▸ **Available data**
<<<<

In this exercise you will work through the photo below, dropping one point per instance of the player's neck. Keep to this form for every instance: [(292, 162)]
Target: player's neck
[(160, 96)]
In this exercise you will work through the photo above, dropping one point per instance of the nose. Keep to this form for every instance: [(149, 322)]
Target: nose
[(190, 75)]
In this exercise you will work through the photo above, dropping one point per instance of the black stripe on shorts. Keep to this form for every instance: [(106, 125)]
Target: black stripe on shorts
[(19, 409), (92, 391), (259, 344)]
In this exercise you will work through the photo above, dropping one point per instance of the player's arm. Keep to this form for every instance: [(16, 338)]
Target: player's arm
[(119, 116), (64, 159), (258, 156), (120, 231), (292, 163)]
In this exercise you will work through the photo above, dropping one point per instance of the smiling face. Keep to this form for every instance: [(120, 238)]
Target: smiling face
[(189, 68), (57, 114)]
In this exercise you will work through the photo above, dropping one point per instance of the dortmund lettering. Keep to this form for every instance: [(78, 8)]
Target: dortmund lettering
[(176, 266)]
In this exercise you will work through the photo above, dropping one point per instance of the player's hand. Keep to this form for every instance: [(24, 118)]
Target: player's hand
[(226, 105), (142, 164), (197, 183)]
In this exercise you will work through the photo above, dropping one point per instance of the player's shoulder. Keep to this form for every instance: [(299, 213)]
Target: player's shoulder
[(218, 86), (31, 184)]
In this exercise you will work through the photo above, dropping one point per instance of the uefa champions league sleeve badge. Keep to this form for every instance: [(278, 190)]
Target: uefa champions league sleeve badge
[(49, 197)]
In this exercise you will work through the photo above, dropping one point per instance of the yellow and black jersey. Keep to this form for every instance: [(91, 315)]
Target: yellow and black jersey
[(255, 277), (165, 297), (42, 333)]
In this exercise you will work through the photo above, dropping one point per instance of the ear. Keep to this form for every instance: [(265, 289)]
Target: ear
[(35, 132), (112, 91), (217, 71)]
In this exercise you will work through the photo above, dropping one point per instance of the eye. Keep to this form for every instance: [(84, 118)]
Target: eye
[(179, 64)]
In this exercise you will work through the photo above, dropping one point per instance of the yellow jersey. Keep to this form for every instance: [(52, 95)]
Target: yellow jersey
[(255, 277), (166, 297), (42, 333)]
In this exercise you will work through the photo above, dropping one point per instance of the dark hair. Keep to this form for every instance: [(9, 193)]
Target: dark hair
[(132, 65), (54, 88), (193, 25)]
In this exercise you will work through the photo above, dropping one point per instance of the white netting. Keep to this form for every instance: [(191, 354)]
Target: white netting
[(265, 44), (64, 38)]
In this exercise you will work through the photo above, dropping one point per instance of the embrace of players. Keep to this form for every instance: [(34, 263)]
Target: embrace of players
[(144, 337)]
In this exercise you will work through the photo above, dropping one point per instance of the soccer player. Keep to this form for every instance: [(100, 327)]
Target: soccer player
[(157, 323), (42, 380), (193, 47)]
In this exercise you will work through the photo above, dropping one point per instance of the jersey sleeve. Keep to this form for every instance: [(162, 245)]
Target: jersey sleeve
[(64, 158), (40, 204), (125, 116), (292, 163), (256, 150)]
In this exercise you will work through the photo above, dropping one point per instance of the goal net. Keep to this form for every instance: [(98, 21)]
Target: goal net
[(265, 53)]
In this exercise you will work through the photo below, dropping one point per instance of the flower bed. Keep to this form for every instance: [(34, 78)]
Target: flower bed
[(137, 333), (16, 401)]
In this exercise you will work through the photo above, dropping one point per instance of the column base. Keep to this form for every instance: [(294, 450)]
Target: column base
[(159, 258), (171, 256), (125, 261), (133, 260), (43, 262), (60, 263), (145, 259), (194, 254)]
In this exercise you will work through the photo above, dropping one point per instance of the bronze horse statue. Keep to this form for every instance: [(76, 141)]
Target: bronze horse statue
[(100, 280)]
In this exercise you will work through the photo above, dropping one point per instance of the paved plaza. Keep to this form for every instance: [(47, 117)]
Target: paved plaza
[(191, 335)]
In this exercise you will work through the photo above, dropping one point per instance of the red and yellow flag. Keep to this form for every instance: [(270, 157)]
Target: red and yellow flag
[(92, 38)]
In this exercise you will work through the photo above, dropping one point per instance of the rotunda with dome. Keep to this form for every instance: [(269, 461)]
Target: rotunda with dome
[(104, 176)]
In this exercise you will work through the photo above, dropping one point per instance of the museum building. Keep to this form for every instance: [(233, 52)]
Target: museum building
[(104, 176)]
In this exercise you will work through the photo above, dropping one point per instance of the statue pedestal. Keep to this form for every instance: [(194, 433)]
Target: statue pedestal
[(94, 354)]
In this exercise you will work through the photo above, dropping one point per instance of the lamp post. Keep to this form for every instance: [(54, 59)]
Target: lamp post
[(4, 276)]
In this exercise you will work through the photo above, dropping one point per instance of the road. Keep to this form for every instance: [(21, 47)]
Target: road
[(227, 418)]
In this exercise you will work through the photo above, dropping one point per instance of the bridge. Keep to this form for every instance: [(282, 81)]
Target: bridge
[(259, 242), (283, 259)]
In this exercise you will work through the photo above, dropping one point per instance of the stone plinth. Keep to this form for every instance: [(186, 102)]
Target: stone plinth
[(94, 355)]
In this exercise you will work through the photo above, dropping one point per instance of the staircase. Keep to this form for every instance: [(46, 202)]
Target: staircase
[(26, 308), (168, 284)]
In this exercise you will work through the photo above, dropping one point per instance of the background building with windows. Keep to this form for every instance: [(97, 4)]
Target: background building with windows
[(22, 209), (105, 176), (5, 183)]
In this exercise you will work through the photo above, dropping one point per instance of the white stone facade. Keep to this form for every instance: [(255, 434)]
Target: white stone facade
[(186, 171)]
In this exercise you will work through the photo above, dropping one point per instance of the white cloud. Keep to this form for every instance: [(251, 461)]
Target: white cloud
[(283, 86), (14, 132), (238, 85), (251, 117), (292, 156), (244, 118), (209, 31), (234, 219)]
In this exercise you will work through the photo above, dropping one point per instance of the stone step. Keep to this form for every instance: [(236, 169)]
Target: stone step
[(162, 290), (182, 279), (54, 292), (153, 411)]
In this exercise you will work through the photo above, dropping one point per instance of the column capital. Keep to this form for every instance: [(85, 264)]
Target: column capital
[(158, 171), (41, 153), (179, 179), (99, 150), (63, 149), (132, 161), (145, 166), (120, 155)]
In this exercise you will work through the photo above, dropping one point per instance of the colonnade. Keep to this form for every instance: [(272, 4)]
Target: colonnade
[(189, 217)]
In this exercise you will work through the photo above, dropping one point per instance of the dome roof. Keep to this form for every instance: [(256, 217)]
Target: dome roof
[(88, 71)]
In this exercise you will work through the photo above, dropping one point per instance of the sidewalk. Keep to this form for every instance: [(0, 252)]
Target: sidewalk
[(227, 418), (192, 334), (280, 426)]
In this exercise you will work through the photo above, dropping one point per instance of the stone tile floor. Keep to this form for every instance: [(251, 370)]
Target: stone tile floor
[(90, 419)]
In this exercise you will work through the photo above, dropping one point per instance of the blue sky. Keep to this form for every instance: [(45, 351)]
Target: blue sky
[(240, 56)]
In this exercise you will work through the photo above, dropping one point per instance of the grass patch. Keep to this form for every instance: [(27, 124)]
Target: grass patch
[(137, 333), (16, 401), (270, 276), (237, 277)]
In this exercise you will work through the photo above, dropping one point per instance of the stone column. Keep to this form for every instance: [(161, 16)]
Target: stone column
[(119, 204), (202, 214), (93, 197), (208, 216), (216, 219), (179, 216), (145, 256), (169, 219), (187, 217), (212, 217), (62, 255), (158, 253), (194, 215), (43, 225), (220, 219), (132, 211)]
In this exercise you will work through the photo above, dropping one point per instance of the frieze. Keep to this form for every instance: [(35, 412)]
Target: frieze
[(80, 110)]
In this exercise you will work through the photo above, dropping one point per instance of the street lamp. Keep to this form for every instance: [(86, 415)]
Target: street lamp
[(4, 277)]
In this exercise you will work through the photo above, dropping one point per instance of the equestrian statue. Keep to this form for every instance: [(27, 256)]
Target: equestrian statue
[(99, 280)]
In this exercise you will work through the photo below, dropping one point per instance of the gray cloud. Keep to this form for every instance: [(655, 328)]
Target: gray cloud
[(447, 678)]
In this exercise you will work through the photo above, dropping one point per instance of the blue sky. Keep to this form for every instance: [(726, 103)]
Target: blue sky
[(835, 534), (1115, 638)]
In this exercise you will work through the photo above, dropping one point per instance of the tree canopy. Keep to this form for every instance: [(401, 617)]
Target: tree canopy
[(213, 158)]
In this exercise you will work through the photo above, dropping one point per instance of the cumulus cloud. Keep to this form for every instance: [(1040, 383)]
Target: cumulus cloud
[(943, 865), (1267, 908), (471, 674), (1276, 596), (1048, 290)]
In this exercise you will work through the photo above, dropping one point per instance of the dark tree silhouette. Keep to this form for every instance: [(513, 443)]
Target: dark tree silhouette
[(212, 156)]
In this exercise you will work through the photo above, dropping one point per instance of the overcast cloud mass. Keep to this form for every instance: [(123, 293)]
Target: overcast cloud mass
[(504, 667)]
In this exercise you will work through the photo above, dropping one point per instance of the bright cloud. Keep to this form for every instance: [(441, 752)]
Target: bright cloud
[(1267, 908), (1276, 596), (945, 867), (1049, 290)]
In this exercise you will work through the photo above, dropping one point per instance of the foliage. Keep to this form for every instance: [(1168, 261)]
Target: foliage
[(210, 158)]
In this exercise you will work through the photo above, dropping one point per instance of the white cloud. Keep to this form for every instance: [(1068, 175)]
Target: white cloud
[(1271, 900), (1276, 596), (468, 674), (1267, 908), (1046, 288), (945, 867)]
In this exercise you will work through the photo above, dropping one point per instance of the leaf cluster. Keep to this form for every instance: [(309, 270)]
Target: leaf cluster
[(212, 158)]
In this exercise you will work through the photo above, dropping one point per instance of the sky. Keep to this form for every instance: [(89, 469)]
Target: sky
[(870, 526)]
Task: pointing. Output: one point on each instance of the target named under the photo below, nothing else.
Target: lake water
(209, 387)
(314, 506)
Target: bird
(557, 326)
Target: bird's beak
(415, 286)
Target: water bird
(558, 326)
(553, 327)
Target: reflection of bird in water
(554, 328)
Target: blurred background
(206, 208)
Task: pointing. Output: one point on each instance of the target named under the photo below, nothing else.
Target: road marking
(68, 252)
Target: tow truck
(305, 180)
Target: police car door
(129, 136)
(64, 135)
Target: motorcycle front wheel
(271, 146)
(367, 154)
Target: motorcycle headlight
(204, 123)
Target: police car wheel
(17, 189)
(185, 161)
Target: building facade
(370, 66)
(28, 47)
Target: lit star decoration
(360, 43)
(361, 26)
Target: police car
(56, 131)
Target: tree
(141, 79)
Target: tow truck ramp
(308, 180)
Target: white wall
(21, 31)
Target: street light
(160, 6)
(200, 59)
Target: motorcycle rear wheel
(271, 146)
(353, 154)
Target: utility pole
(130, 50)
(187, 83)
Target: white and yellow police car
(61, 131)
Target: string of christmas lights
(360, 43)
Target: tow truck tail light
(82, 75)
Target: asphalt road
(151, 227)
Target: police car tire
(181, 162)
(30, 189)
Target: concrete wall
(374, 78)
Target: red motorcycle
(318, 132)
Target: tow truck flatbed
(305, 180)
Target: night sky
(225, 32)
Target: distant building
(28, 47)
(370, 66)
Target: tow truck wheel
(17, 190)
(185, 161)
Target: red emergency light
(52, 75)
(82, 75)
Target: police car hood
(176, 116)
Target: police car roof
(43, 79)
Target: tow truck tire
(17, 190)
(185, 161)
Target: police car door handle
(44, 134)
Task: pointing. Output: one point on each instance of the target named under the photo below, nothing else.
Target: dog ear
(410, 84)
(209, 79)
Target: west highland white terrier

>>>>

▸ **Assigned task**
Print the records verbatim, stopping after the "instance: [(16, 338)]" line.

▸ **Answer box**
In this exercise you will work through the photo below, dropping one point per instance of the player's neck. Keep to this form for every instance: [(292, 162)]
Target: player's neck
[(160, 96)]
In this exercise you will work through the photo above, dropping one point per instance of the nose. Keep to this form for every instance: [(149, 322)]
Target: nose
[(190, 75)]
In this exercise you will work through the photo above, dropping one point per instance of the black stripe on shorts. Keep to this form for every instance: [(106, 125)]
Target: black stripe on shorts
[(19, 409), (92, 391), (259, 344)]
In this exercise you will work through the photo above, dropping one point per instance of the player's arm. Keep to this form for every instance: [(16, 338)]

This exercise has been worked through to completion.